### OPDRACHT 1:
Herschrijf de lijst verderop, waarbij je elk voorkomen van "knuckle" vervangt door "joint". De rest blijft ongewijzigd.

### DOCUMENTFRAGMENT:
┌──
Niet voor niets sluiten de Zwaben de 911 expliciet uit van hun ambitieuze elektrificatieplannen met een aandeel van minstens 50 procent tegen 2025. Zolang de wetgever het toestaat, zal het bedrijf blijven bestaan met een verbrandingsmotor, herhaalt het bedrijf uit Stuttgart als een mantra, en e-brandstoffen zouden hen veel meer ademruimte kunnen geven.
Gelijktijdig gebruik van verschillende technologieën
Helaas zit er een addertje onder het gras. Tot nu toe zijn deze e-brandstoffen alleen beschikbaar in theorie of in kleine, nauwelijks betaalbare hoeveelheden uit onderzoeks- en proeffabrieken. Daarom investeerde Porsche aanvankelijk 20 miljoen euro in een samenwerking met Siemens en lanceerde het onlangs de eerste grootschalige commerciële fabriek voor de productie van deze e-brandstoffen in Chili. Met behulp van windenergie zal het naar verwachting vanaf volgend jaar 130.000 liter brandstof per jaar produceren en meer dan 500 miljoen liter in 2026. Als belangrijkste afnemer van de brandstof is Porsche van plan om de e-fuels uit Chili in een eerste fase te gebruiken in de autosport en coureurstraining, voordat ze ook in serieproductiemodellen worden gebruikt, aldus het bedrijf.
Porsche is een prominente fabrikant die voorstander is van synthetische brandstoffen. En achter de schermen hopen veel andere merken ook dat dit hen op zijn minst een adempauze zal geven in de strijd voor lagere CO2-waarden. E-fuels zijn echter relatief controversieel onder experts.
“Het doel van alle inspanningen moet zijn om zo snel mogelijk en zonder al te veel negatieve economische gevolgen klimaatneutrale mobiliteit te bereiken”, zegt motorprofessor Stefan Pischinger van de RWTH Aachen University. Hij is ervan overtuigd dat dit alleen kan worden bereikt door het gelijktijdige gebruik van alle mogelijke technologieën: “Zonder e-brandstoffen zullen we niet in staat zijn om in 2045 klimaatneutraal te zijn en zullen we ook de tussentijdse doelstellingen niet kunnen halen,” is hij ervan overtuigd.
Verbrandingsmotoren zijn nog niet aan het einde – of wel?
└──
### LIJSTFRAGMENT:
┌──
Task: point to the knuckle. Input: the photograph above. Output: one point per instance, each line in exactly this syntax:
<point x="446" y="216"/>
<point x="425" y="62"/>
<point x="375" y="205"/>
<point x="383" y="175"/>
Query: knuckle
└──
### OPDRACHT 2:
Beantwoord de volgende vragen over het fragment over e-brandstoffen:
(a) Hoeveel geld investeerde Porsche aanvankelijk in de samenwerking met Siemens?
(b) Hoe heet de motorprofessor van de RWTH Aachen University die aan het woord komt?
(c) Tegen welk jaar moet het elektrificatieaandeel minstens 50 procent bedragen?

### OPLOSSING 1:
Task: point to the joint. Input: the photograph above. Output: one point per instance, each line in exactly this syntax:
<point x="446" y="216"/>
<point x="425" y="62"/>
<point x="375" y="205"/>
<point x="383" y="175"/>
Query: joint

### OPLOSSING 2:
(a) 20 miljoen euro
(b) Stefan Pischinger
(c) 2025